- WHAT NEEDS TO BE DONE: The data must be given again in full, with no line altered.

- EXERCISE DATA:
----------------------------------------

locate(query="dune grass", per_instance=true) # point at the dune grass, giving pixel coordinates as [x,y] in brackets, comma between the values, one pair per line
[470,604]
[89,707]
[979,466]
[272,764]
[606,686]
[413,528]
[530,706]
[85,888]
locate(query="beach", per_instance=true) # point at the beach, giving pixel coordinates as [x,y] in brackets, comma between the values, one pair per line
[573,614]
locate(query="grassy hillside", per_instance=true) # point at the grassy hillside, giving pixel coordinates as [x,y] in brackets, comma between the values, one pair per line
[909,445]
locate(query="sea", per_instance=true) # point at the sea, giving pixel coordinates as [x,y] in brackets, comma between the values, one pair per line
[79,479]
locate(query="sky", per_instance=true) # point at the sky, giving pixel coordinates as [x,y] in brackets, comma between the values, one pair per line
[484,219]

----------------------------------------

- SOLUTION BELOW:
locate(query="dune grass", per_instance=true) # point at the dune grass, giving pixel coordinates as [x,y] in brackets, comma between the values, one pair per line
[470,604]
[89,707]
[979,466]
[272,764]
[606,686]
[413,528]
[530,706]
[85,888]
locate(query="beach", per_instance=true) # point at the beach, giving pixel coordinates as [x,y] in brackets, comma between the values, one pair per line
[573,614]
locate(query="grassy hillside", per_instance=true) # point at the grassy hillside, giving pixel coordinates as [x,y] in brackets, comma between the values, one pair per line
[909,445]
locate(query="sea", per_instance=true) # point at the sea, giving pixel coordinates as [x,y] in brackets, comma between the values, one pair per line
[79,479]
locate(query="sky", per_instance=true) # point at the sky, giving pixel coordinates as [x,y] in brackets, comma between the values, one pair per line
[484,219]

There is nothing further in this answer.